(Stored records)
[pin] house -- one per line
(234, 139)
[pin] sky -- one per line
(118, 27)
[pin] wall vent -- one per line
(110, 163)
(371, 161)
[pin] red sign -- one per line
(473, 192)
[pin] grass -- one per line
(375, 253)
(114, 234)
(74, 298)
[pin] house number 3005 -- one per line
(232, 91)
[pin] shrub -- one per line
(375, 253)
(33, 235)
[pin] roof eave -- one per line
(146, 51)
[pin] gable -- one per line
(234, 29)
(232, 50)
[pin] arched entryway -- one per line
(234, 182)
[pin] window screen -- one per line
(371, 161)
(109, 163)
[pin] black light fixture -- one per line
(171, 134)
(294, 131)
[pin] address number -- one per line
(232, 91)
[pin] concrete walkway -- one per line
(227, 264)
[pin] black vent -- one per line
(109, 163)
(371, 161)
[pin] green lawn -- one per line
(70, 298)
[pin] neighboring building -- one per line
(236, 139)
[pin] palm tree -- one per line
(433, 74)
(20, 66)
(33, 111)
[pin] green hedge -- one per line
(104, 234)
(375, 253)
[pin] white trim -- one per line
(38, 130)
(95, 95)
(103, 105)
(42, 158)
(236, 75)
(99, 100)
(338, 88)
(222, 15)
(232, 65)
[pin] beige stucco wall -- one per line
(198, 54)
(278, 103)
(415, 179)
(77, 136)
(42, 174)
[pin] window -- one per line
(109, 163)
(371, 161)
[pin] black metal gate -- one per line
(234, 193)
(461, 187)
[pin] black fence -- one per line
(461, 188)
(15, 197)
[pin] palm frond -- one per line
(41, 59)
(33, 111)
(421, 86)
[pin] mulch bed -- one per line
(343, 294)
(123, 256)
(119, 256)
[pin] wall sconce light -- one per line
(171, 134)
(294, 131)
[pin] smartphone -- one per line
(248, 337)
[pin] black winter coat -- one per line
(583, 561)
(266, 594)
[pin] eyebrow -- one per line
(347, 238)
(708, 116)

▶ Instructions to follow: All the records above need to be printed exactly.

▶ Task response:
[pin] house -- one per line
(234, 139)
[pin] sky -- one per line
(118, 27)
[pin] wall vent -- one per line
(110, 163)
(371, 161)
[pin] red sign -- one per line
(473, 192)
[pin] grass -- one per line
(375, 253)
(114, 234)
(74, 298)
[pin] house number 3005 -- one per line
(232, 91)
[pin] shrub -- one per line
(375, 253)
(33, 235)
[pin] roof eave -- one per line
(146, 51)
[pin] gable -- one per line
(234, 29)
(232, 50)
[pin] arched entryway -- one per line
(234, 182)
[pin] window screen -- one per line
(371, 161)
(109, 163)
[pin] black light fixture -- one per line
(171, 134)
(294, 131)
[pin] address number -- one per line
(232, 91)
[pin] concrete walkway -- one per line
(227, 264)
[pin] black vent -- one per line
(109, 163)
(371, 161)
[pin] green lawn -- one per line
(70, 298)
[pin] neighboring building -- one per line
(236, 139)
[pin] palm tree -- one per line
(433, 74)
(20, 66)
(33, 111)
[pin] green hedge -- one per line
(104, 234)
(375, 253)
[pin] white trim -- one per line
(38, 130)
(95, 95)
(103, 105)
(42, 158)
(236, 75)
(99, 100)
(338, 88)
(222, 15)
(232, 65)
[pin] beige stucco wall -- one per line
(198, 54)
(278, 103)
(415, 179)
(77, 136)
(42, 174)
[pin] window -- one per line
(109, 163)
(371, 161)
[pin] black metal gate -- one per line
(234, 193)
(461, 187)
[pin] black fence -- one per line
(461, 188)
(15, 197)
[pin] palm frond -- one per line
(41, 59)
(33, 111)
(421, 86)
[pin] mulch bed -- one per line
(343, 294)
(123, 256)
(119, 256)
[pin] wall sconce light -- one per line
(171, 134)
(294, 131)
[pin] smartphone -- one per line
(248, 337)
[pin] black winter coat -- one per line
(583, 561)
(266, 594)
[pin] eyebrow -- one per line
(347, 238)
(708, 116)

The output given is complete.